- [PROVIDED DATA]:

******

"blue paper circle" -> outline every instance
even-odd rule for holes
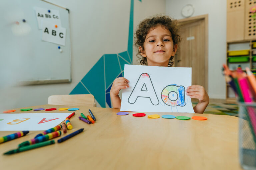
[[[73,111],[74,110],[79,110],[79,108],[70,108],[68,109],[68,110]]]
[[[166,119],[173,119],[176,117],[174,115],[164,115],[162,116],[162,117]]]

******

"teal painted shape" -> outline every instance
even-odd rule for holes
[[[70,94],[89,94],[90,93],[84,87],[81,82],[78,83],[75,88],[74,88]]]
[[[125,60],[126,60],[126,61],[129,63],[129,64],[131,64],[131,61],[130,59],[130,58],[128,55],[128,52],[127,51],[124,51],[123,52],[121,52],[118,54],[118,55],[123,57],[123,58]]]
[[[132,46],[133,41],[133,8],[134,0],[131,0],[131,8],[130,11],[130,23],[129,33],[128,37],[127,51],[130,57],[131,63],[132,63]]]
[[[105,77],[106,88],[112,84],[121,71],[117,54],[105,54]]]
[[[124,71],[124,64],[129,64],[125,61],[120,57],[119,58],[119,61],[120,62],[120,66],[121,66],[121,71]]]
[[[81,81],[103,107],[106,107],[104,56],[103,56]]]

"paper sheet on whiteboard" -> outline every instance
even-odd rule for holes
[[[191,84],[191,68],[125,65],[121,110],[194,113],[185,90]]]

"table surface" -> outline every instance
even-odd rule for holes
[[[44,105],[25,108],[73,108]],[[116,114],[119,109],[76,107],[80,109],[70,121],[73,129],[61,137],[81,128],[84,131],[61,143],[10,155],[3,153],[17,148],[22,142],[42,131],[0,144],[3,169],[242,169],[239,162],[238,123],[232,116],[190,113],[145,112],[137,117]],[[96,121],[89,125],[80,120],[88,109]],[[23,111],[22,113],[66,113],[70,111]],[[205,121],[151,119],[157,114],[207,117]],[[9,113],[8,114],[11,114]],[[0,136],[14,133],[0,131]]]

******

- [SHORT PROBLEM]: Count the lines above that contain the word "every", treating uppercase and lowercase as different, and reply with only the number.

- [RESULT]: 4